### [SHORT PROBLEM]
Write out all the data below again, swapping "instance" for "item" everywhere it appears and leaving everything else as it is.
◇ ◇ ◇ ◇ ◇
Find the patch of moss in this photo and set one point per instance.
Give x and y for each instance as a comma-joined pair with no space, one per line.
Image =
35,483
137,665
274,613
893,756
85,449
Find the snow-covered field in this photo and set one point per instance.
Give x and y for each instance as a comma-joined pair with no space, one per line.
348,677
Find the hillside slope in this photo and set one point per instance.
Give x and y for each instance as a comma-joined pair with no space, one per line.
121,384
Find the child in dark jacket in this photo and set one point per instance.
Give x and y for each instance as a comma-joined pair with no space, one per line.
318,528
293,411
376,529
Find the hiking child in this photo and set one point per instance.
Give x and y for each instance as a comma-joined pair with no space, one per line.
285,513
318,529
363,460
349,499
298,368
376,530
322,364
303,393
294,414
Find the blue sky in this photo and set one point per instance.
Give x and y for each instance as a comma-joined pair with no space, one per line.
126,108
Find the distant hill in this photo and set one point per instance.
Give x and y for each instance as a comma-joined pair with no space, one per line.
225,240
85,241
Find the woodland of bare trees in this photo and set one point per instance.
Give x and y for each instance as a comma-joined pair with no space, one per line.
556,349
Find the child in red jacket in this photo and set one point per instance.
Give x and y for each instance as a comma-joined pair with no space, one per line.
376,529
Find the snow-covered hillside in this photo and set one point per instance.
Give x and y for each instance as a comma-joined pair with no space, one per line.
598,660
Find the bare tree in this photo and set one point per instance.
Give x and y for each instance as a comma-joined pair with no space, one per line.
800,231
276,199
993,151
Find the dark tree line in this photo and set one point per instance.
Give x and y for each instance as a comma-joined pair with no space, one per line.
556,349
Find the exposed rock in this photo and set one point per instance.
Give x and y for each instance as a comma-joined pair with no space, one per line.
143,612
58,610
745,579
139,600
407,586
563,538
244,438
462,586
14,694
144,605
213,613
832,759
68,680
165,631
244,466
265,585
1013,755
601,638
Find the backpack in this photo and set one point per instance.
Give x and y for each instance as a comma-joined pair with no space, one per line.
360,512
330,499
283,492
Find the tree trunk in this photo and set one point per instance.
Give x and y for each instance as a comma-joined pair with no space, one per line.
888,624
◇ ◇ ◇ ◇ ◇
### [PROBLEM SOLUTION]
Find the patch of moss in this photo and set one point per item.
Give x and y for each item as a comma-joined pair with no space, one per line.
Image =
35,483
137,665
274,613
893,756
85,449
Find the snow-covered field in this photo and set one point per item.
Give x and y for each item as a comma-joined pair with no space, one per line.
348,677
Find the hillside slope in this photo and set one point per item.
Give x and y for each item as a comma-joined pair with no space, one per line.
121,384
Find the child in dark jacket in this photo and set one point per item.
Give x and y for each item as a comma-joined pair with no space, one per line.
318,528
293,411
376,529
Find the hiking child in this photo and set one point per item.
Give x and y for each item as a comma-joined pair with no space, one per line.
285,513
318,529
363,460
349,499
298,368
376,530
322,364
303,393
294,414
Find the blue sky in this photo and set one point per item.
Give x and y for each item as a comma-joined pair with no space, one per line.
126,108
Find the distant hill in this photo and set one point per item.
Give x and y for each item as a comma-joined pair with no space, one per line.
225,240
85,241
Find the woodland of bare trees in this photo and set one point per item.
Give x and y for each item as a comma-joined pair with no space, one per line.
556,349
Find the child in red jacket in this photo and set one point per item.
Give x and y for each item as a comma-joined pair with no space, one per line.
376,529
Find the snow-covered hillside in this photo and set one point per item.
Give x and y for each item as a comma-joined pair with no space, one per line.
598,660
Find the bare tree in this photo and set one point per item.
Give x and y for each item as a comma-joined pair with no space, one per line.
800,231
276,199
993,151
Find the dark tree line in this photo and set one point per item.
Give x and y for each item as a comma-joined pair with no space, one per line.
556,349
Find the exposed rock in this photo and set one point per item.
Give x and y for each item as a comma-joined pair with no space, one per line.
143,612
58,610
745,579
139,600
407,586
563,538
244,438
462,586
14,694
144,605
213,613
832,759
68,680
165,631
244,466
265,585
1013,755
601,638
Find the backpack in this photo and set one point per item.
Give x and y for each item as a comma-joined pair with no space, one per line.
360,512
330,499
283,492
Find the tree trunk in this photo and set one point per item.
Give x and y for each item as a comma-joined pair with no space, one per line.
888,624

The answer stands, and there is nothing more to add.